#### EXERCISE
Some entries follow. Reproduce exactly the lines starting at the one with "Where can you see the haze" and stopping after the one with "Write each point like <point>195,130</point>.".

#### THE RECORDS
========

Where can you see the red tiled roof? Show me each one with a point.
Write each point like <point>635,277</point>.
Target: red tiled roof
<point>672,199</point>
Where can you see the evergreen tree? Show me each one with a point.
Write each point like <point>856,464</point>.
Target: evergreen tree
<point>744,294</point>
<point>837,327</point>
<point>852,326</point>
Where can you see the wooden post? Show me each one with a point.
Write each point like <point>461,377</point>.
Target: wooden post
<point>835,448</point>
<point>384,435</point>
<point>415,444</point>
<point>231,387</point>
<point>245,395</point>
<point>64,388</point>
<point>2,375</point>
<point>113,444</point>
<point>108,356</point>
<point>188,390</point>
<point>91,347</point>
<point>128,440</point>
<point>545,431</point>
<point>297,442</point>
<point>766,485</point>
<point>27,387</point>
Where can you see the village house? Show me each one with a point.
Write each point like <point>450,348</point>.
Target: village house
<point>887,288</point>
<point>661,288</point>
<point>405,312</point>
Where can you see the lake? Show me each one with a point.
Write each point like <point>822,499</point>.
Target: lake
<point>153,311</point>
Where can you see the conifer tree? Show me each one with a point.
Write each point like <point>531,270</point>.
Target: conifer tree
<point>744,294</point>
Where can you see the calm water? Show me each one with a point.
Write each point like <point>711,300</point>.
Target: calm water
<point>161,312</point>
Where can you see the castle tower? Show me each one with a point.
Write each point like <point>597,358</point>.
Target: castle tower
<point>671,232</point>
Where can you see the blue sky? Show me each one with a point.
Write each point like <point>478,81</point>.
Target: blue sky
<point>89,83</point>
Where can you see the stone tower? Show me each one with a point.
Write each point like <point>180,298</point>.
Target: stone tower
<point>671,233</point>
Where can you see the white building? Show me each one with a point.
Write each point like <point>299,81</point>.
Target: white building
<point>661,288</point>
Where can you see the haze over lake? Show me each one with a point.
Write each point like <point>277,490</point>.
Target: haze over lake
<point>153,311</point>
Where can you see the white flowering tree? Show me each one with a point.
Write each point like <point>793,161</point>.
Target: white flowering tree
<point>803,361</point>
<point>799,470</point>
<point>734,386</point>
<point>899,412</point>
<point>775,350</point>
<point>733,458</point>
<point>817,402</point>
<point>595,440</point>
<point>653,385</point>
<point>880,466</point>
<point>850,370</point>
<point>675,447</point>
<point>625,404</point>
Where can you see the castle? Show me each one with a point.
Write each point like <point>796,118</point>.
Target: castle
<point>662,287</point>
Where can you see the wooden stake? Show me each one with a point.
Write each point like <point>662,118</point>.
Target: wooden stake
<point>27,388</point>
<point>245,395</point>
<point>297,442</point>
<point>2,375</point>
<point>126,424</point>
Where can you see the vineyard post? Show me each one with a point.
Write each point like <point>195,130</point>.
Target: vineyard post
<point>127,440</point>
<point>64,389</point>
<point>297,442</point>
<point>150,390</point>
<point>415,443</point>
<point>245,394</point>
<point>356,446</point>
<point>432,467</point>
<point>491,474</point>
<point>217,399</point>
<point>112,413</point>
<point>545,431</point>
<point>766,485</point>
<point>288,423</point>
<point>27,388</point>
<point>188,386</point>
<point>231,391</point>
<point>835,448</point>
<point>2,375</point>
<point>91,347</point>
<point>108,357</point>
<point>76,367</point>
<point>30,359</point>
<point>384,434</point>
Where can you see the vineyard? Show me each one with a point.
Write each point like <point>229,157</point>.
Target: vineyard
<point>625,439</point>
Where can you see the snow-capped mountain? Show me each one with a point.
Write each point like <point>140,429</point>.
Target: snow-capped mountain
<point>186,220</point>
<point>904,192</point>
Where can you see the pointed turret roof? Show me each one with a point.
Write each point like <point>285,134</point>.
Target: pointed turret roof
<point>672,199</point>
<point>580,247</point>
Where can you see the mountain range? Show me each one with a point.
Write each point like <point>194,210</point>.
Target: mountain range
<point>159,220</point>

========

#### ANSWER FOR THIS EXERCISE
Where can you see the haze over lake? Show me each one with a point.
Write each point like <point>277,490</point>.
Target: haze over lake
<point>153,311</point>
Where can you see the white flowering tree? Show me each one with a point.
Write each point like <point>793,161</point>.
Target: white flowering tree
<point>803,361</point>
<point>799,470</point>
<point>734,386</point>
<point>899,412</point>
<point>775,350</point>
<point>733,458</point>
<point>817,402</point>
<point>595,440</point>
<point>653,385</point>
<point>880,466</point>
<point>850,370</point>
<point>675,447</point>
<point>625,404</point>
Where can you see the castle? Show me each one with a point.
Write each point like <point>796,118</point>.
Target: castle
<point>662,287</point>
Where can you see the wooden stake? Show me each one with a point.
Write each point like <point>662,118</point>.
Target: wooden stake
<point>27,388</point>
<point>245,395</point>
<point>297,442</point>
<point>2,375</point>
<point>126,424</point>
Where can you see the vineyard post? Show me each one with a point.
Write each point like <point>195,130</point>.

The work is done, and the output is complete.